Além do risco de uma pessoa sem diagnóstico para DPOC se contaminar com coronavírus, Martins chama a atenção para o perigo de o doente ir ao hospital em crise, pensando tratar-se de coronavírus, mas ser DPOC. “Pode haver dificuldade para entender se é a doença ou se é coronavírus”, pontua. Com os tratamentos corretos, segundo ele, é possível reduzir a progressão da doença e evitar as chamadas “exacerbações”, episódios em que a pessoa tem uma piora súbita dos sintomas.
Fila por transplante
Foi assim que Iara Flores, de 60 anos, moradora de Porto Alegre, descobriu a doença. Depois de fumar por 36 anos (ela começou jovem, aos 12 anos), a ex-faxineira começou a passar mal, sentindo muita falta de ar. E chegou a ponto de não conseguir tomar banho, por conta do esforço físico. Após algumas idas a postos de saúde, em 2008, soube que tinha enfisema pulmonar. Desde 2014, ela utiliza oxigênio suplementar.

------------------------------------

## Exercício 1
De acordo com o trecho sobre DPOC, desde que ano Iara Flores usa oxigênio suplementar?
## Exercício 2
Copie sem alterações a parte do trecho sobre DPOC que se abre com as palavras que contêm "Fila por transplante" e se fecha com "utiliza oxigênio suplementar.".

## Dados fornecidos
------------------------------------

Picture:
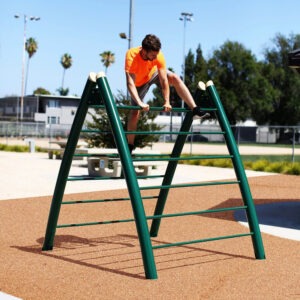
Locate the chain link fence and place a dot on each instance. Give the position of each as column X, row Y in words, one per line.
column 268, row 135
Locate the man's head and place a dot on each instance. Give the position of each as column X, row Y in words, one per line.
column 150, row 47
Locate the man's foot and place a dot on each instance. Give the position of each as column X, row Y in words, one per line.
column 199, row 114
column 131, row 148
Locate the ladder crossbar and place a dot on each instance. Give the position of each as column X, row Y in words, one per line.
column 190, row 213
column 155, row 132
column 78, row 178
column 106, row 200
column 152, row 108
column 188, row 185
column 202, row 240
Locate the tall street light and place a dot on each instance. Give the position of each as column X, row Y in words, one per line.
column 123, row 34
column 24, row 57
column 185, row 17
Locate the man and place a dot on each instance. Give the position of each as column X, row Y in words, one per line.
column 145, row 65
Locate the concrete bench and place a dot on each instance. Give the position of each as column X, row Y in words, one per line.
column 110, row 167
column 58, row 153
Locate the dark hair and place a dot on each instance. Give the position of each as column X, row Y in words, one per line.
column 151, row 43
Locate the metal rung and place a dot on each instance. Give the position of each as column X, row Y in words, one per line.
column 77, row 178
column 203, row 240
column 152, row 108
column 183, row 158
column 191, row 213
column 188, row 185
column 155, row 132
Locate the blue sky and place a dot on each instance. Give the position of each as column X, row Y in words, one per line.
column 85, row 28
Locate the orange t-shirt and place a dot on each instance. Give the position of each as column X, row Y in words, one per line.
column 142, row 69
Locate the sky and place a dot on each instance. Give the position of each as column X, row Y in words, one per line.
column 86, row 28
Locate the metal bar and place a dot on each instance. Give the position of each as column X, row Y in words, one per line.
column 152, row 108
column 175, row 186
column 240, row 172
column 130, row 176
column 77, row 178
column 155, row 132
column 66, row 165
column 202, row 240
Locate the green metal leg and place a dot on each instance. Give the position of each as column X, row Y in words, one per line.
column 65, row 166
column 240, row 172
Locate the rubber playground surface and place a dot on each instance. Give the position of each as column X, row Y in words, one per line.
column 104, row 261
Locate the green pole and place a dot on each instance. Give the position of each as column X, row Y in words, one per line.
column 130, row 176
column 66, row 165
column 240, row 172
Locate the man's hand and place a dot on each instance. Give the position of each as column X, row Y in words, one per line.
column 167, row 107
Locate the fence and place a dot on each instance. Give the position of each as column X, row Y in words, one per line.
column 278, row 135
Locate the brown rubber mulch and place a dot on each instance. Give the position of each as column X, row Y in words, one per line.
column 104, row 261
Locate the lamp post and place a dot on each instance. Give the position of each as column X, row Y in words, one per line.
column 123, row 34
column 185, row 17
column 24, row 58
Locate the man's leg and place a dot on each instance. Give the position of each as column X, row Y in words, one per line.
column 185, row 95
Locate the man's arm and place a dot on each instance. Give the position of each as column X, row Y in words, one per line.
column 130, row 78
column 162, row 73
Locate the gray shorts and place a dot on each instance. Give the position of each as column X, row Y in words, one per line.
column 143, row 89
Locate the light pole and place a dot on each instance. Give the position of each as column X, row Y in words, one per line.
column 24, row 58
column 185, row 17
column 123, row 34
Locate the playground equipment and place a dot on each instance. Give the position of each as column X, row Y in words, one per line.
column 97, row 94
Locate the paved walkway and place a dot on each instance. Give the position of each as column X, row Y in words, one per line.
column 33, row 175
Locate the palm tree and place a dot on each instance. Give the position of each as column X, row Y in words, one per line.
column 107, row 58
column 66, row 61
column 31, row 47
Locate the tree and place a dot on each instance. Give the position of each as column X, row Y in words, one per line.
column 31, row 47
column 107, row 58
column 100, row 121
column 284, row 80
column 243, row 90
column 66, row 61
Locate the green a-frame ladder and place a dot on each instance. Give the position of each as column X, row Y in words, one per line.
column 97, row 94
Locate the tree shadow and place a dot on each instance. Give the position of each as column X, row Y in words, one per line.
column 120, row 254
column 280, row 212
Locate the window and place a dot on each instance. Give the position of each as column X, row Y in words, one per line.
column 53, row 120
column 53, row 103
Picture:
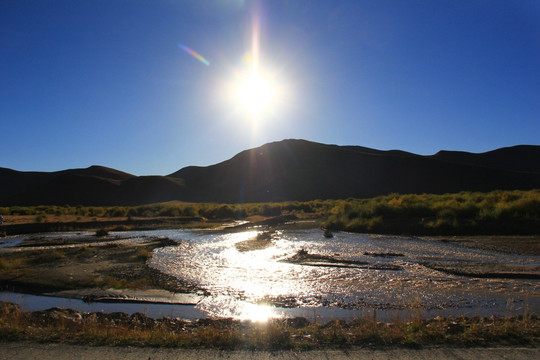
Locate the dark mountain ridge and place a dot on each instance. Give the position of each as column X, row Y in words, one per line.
column 281, row 171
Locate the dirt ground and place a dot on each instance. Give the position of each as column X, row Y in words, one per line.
column 28, row 350
column 91, row 264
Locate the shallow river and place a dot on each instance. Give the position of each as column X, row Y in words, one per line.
column 259, row 284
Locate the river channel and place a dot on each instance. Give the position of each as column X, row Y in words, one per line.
column 349, row 276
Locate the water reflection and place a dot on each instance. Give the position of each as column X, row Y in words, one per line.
column 238, row 280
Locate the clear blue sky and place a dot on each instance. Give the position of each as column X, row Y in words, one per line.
column 104, row 82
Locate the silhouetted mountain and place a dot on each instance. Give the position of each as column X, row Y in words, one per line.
column 302, row 170
column 285, row 170
column 524, row 158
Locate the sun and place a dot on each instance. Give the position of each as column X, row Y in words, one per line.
column 255, row 93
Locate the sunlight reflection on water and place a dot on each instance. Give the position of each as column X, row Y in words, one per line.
column 243, row 283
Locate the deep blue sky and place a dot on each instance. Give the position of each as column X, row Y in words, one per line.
column 104, row 81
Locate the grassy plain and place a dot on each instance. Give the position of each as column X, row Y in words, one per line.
column 464, row 213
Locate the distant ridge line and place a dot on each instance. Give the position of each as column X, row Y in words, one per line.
column 285, row 170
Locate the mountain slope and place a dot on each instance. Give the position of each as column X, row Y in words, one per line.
column 280, row 171
column 302, row 170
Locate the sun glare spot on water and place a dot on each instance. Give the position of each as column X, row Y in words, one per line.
column 257, row 313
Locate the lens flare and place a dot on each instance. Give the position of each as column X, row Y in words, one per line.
column 195, row 54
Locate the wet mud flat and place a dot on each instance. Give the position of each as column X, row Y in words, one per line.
column 301, row 269
column 90, row 268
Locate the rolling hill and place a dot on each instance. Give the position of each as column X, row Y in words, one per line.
column 284, row 170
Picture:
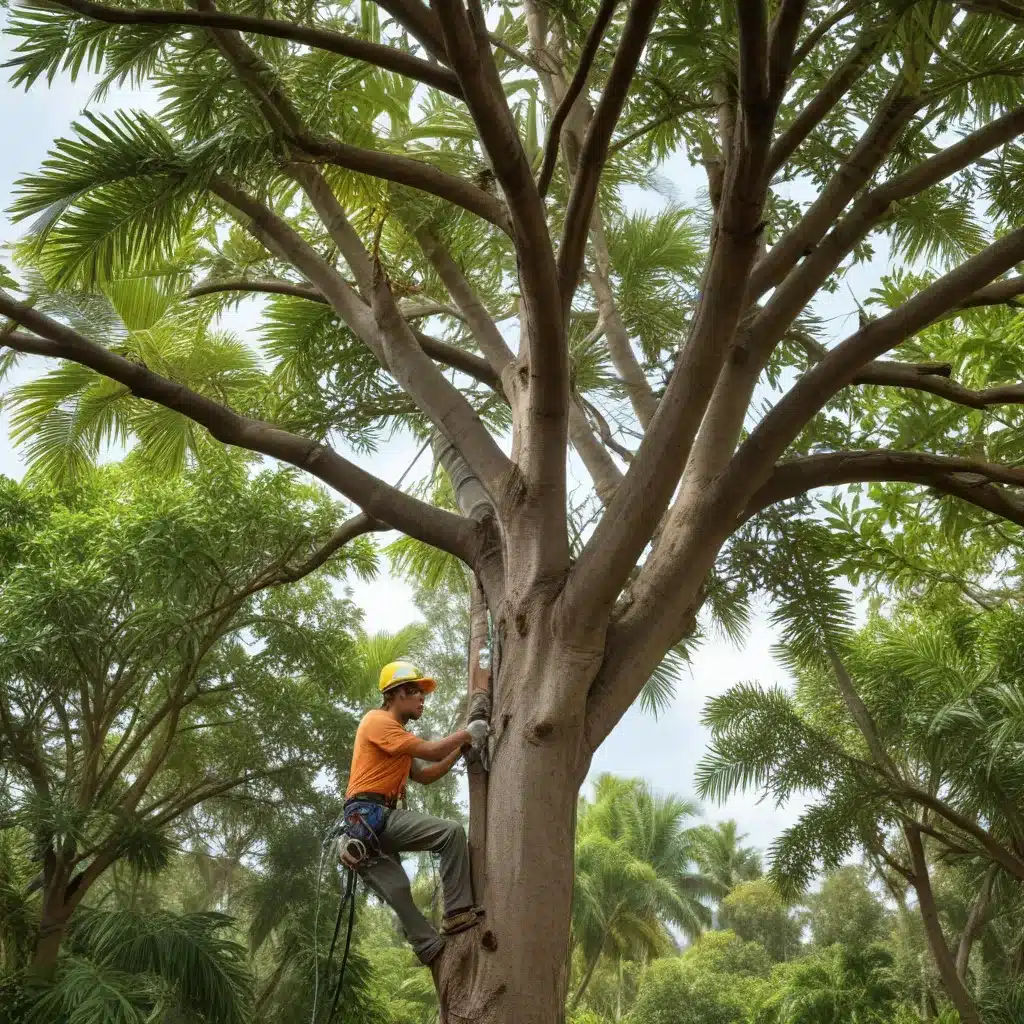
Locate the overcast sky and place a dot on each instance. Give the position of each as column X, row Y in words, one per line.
column 663, row 752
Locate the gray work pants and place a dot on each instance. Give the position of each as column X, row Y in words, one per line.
column 412, row 832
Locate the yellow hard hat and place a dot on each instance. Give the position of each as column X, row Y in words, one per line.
column 399, row 673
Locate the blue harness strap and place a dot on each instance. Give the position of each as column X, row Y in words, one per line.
column 365, row 820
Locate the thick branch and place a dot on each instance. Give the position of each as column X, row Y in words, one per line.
column 485, row 332
column 595, row 144
column 418, row 19
column 544, row 349
column 388, row 57
column 766, row 444
column 933, row 929
column 824, row 99
column 867, row 156
column 406, row 171
column 269, row 286
column 441, row 351
column 587, row 55
column 781, row 41
column 821, row 29
column 975, row 922
column 933, row 379
column 445, row 406
column 971, row 479
column 752, row 32
column 803, row 283
column 373, row 496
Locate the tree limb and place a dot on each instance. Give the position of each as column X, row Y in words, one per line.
column 445, row 406
column 388, row 57
column 407, row 171
column 590, row 47
column 485, row 333
column 799, row 287
column 975, row 922
column 933, row 929
column 753, row 462
column 866, row 157
column 373, row 496
column 824, row 99
column 752, row 33
column 594, row 152
column 971, row 479
column 781, row 40
column 441, row 351
column 821, row 29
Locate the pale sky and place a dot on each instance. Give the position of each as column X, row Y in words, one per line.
column 663, row 752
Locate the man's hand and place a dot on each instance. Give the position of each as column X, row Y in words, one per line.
column 478, row 731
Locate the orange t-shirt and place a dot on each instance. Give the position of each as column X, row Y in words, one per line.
column 381, row 758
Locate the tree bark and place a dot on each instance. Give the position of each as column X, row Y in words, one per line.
column 975, row 923
column 955, row 989
column 513, row 968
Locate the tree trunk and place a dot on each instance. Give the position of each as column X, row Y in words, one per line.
column 52, row 929
column 514, row 967
column 975, row 923
column 955, row 989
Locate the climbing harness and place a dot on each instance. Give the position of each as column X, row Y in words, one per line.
column 354, row 837
column 347, row 897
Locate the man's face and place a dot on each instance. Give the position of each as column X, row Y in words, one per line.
column 408, row 701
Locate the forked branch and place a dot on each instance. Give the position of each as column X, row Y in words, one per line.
column 373, row 496
column 595, row 144
column 587, row 55
column 388, row 57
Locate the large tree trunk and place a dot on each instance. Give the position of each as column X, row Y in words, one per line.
column 52, row 929
column 514, row 967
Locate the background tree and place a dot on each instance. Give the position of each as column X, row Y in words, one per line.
column 368, row 168
column 846, row 910
column 155, row 657
column 635, row 878
column 757, row 912
column 903, row 737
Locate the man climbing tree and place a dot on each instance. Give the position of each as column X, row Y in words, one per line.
column 384, row 757
column 382, row 176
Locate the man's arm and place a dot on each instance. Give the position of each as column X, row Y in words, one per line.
column 427, row 773
column 438, row 750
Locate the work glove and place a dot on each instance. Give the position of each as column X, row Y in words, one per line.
column 478, row 731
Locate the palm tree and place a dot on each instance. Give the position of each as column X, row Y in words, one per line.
column 635, row 882
column 722, row 857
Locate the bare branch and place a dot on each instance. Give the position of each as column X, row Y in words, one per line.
column 450, row 355
column 824, row 99
column 867, row 156
column 270, row 286
column 821, row 29
column 766, row 444
column 468, row 43
column 798, row 289
column 603, row 471
column 418, row 19
column 781, row 41
column 485, row 332
column 388, row 57
column 445, row 406
column 594, row 152
column 376, row 498
column 406, row 171
column 752, row 31
column 927, row 378
column 576, row 86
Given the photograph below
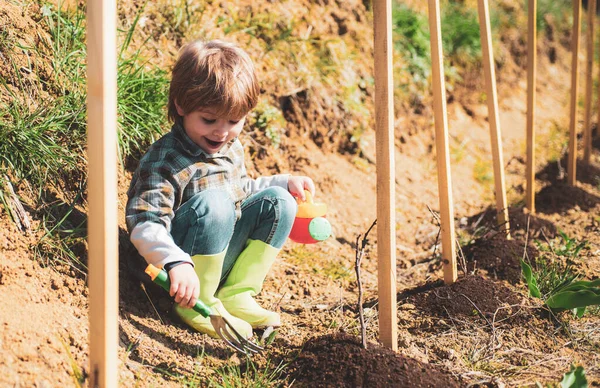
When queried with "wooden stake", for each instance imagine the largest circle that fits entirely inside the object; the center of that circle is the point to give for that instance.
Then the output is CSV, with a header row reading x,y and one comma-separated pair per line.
x,y
572,158
102,192
494,120
441,144
589,95
386,209
531,77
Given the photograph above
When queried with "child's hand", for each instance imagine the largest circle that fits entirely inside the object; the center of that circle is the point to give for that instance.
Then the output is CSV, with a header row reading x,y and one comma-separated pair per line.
x,y
185,285
297,185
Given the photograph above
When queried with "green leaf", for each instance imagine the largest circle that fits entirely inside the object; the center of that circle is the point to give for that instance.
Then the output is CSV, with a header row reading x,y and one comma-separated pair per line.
x,y
530,279
567,300
579,311
575,378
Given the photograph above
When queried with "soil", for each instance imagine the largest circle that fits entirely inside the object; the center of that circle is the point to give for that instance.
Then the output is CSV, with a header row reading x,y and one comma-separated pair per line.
x,y
483,330
343,362
471,296
498,256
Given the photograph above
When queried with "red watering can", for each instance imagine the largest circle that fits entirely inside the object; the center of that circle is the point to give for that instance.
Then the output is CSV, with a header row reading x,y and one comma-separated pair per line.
x,y
310,225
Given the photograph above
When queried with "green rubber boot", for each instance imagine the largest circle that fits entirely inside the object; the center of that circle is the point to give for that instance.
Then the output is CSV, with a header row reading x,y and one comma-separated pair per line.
x,y
208,268
245,281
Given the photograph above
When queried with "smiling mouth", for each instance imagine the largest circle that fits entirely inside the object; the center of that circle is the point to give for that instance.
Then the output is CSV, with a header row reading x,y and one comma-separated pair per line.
x,y
214,143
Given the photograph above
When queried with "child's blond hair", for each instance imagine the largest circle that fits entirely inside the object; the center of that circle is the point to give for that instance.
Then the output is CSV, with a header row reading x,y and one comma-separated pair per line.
x,y
216,75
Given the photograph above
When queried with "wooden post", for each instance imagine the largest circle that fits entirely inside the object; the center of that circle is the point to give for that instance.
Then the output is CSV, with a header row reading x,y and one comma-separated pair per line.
x,y
494,120
441,144
531,77
572,157
102,192
386,209
589,95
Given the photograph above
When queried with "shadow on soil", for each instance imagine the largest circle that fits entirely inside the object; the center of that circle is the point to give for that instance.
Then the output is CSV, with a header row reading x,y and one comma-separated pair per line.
x,y
342,362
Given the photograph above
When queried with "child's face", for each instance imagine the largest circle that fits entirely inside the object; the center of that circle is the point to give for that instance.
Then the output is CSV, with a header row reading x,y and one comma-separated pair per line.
x,y
210,132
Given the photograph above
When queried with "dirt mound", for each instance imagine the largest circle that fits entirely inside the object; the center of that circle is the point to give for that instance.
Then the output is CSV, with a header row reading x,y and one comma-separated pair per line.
x,y
498,256
471,296
560,198
340,361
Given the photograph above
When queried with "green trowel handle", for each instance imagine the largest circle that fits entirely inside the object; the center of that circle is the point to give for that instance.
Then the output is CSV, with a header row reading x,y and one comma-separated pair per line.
x,y
162,279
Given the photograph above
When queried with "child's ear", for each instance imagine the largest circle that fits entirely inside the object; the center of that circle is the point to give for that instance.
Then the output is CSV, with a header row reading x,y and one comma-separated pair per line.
x,y
180,111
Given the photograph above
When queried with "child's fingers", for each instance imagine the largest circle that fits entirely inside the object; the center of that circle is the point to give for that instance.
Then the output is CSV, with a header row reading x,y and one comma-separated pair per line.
x,y
174,288
187,299
309,185
181,294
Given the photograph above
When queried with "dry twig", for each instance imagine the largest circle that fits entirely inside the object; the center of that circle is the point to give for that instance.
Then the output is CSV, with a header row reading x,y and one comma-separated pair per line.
x,y
359,255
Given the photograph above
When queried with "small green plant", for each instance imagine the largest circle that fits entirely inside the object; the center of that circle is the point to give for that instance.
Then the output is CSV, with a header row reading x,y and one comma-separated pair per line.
x,y
268,119
569,295
252,376
574,378
557,284
482,171
411,39
556,14
460,33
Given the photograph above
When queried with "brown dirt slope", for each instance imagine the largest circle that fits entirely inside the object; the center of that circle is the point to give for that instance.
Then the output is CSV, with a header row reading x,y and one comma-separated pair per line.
x,y
483,330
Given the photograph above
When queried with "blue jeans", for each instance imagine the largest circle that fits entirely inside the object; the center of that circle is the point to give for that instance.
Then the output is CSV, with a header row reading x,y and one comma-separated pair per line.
x,y
206,223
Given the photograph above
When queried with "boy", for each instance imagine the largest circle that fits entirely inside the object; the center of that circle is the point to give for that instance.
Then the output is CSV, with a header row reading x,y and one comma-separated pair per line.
x,y
192,208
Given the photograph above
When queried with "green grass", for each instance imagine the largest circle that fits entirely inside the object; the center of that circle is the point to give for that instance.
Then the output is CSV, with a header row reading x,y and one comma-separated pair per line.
x,y
460,41
249,375
43,122
558,12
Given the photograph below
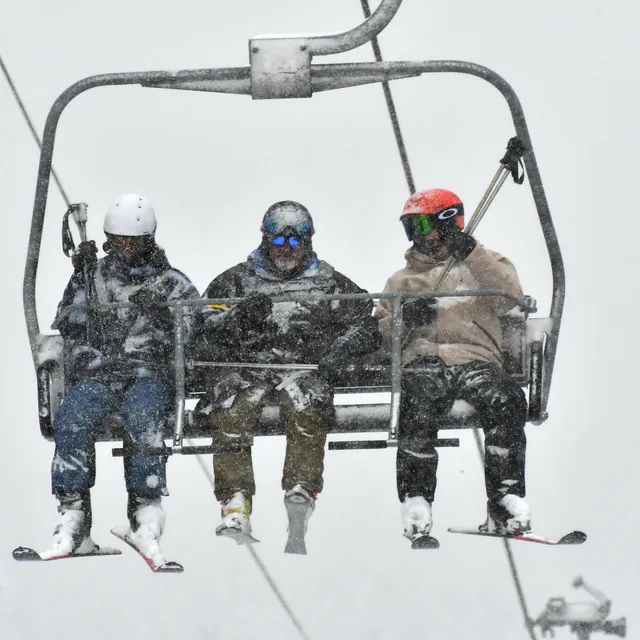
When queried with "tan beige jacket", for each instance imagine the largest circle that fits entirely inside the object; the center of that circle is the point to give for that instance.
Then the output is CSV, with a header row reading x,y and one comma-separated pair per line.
x,y
467,328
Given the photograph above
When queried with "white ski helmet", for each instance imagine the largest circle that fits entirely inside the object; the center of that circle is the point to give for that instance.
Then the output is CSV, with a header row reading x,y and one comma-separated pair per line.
x,y
130,215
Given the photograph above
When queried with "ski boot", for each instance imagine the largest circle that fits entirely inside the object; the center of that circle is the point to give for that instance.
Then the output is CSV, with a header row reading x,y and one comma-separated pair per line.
x,y
147,520
236,524
417,522
509,516
300,501
72,534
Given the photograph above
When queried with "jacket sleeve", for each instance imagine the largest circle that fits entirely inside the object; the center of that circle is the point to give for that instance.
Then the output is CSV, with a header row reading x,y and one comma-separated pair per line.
x,y
215,329
184,289
71,321
493,271
383,313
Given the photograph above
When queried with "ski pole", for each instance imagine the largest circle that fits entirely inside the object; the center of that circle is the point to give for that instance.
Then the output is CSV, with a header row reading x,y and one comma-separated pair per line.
x,y
509,164
79,214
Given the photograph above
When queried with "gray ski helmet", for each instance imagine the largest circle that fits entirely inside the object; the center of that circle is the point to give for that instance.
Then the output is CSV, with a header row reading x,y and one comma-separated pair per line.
x,y
287,214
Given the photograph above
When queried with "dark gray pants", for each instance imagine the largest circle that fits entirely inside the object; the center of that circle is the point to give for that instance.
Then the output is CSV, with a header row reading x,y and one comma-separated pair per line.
x,y
427,397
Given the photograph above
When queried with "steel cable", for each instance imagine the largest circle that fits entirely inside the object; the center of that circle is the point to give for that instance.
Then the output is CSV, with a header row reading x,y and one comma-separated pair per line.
x,y
263,569
36,137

------------------------------------

## Resultado da tarefa 1
Desde 2014.

## Resultado da tarefa 2
Fila por transplante
Foi assim que Iara Flores, de 60 anos, moradora de Porto Alegre, descobriu a doença. Depois de fumar por 36 anos (ela começou jovem, aos 12 anos), a ex-faxineira começou a passar mal, sentindo muita falta de ar. E chegou a ponto de não conseguir tomar banho, por conta do esforço físico. Após algumas idas a postos de saúde, em 2008, soube que tinha enfisema pulmonar. Desde 2014, ela utiliza oxigênio suplementar.